WORK REQUIRED - Quote the newspaper extract below about Cowley County roads and bridges in full, word for word.

━━ EXTRACT PROVIDED

Perhaps these farmers have never had troubles of this kind.

                                                       (Continued tomorrow)

Arkansas City Traveler, Thursday, June 30, 1921.

                                                 A Story About Good Roads.

                                          By Walter Sharp, Winfield, Kansas.

For several years the county board has had but very little to say about roads and bridges on roads and bridges costing more than $2,000. The plans must have the approval of the state engineer.

Cowley County has not had a county board in twenty years that didn’t think they knew a lot about bridges and roads, and they stayed away from the state engineer’s office as long as possible; but when the two Walnut river bridges had to be replaced, they felt they were up against it, and must consult the state engineer. Mr. Epps was called down from Topeka. He looked the two locations over, Ninth avenue bridge at Winfield and the country club bridge at Arkansas City, and he recommended a firm to get out the plans, which they did, costing $1,765.

The plan for country club bridge at Arkansas City provided for a bridge forty feet longer than the old steel bridge that had stood there for thirty-five years, and met all the requirements on account of the low overflow land just west.

━━━━
━━ INFORMATION SHOWN

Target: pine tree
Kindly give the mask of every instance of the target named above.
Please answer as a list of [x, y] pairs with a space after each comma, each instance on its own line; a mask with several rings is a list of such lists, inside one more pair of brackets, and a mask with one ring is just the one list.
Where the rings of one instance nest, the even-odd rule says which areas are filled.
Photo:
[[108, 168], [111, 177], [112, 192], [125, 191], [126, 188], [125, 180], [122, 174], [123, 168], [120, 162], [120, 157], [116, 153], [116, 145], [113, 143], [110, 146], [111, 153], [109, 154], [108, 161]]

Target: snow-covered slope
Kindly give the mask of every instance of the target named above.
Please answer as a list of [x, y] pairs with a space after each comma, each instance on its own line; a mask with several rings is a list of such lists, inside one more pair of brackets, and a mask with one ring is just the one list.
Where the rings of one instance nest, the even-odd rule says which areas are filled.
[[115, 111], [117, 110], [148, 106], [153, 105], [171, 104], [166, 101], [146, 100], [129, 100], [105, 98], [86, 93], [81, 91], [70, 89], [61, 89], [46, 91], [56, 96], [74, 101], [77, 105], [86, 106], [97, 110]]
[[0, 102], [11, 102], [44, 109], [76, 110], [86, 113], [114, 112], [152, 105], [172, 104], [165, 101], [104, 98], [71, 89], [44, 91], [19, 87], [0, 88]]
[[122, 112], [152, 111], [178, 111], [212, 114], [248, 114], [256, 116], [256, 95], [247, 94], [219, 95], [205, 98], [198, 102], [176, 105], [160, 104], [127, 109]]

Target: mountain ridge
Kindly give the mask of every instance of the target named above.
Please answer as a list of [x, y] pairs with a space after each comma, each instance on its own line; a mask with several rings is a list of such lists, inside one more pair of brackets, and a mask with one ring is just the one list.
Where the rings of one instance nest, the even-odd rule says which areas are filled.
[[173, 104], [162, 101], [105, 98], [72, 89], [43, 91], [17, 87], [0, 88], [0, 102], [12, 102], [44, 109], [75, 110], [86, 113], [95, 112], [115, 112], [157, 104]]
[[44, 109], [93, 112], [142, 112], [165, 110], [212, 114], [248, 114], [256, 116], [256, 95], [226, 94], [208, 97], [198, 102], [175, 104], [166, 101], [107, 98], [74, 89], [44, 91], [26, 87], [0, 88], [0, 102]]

━━━━

ANSWER BELOW -
Perhaps these farmers have never had troubles of this kind.

                                                       (Continued tomorrow)

Arkansas City Traveler, Thursday, June 30, 1921.

                                                 A Story About Good Roads.

                                          By Walter Sharp, Winfield, Kansas.

For several years the county board has had but very little to say about roads and bridges on roads and bridges costing more than $2,000. The plans must have the approval of the state engineer.

Cowley County has not had a county board in twenty years that didn’t think they knew a lot about bridges and roads, and they stayed away from the state engineer’s office as long as possible; but when the two Walnut river bridges had to be replaced, they felt they were up against it, and must consult the state engineer. Mr. Epps was called down from Topeka. He looked the two locations over, Ninth avenue bridge at Winfield and the country club bridge at Arkansas City, and he recommended a firm to get out the plans, which they did, costing $1,765.

The plan for country club bridge at Arkansas City provided for a bridge forty feet longer than the old steel bridge that had stood there for thirty-five years, and met all the requirements on account of the low overflow land just west.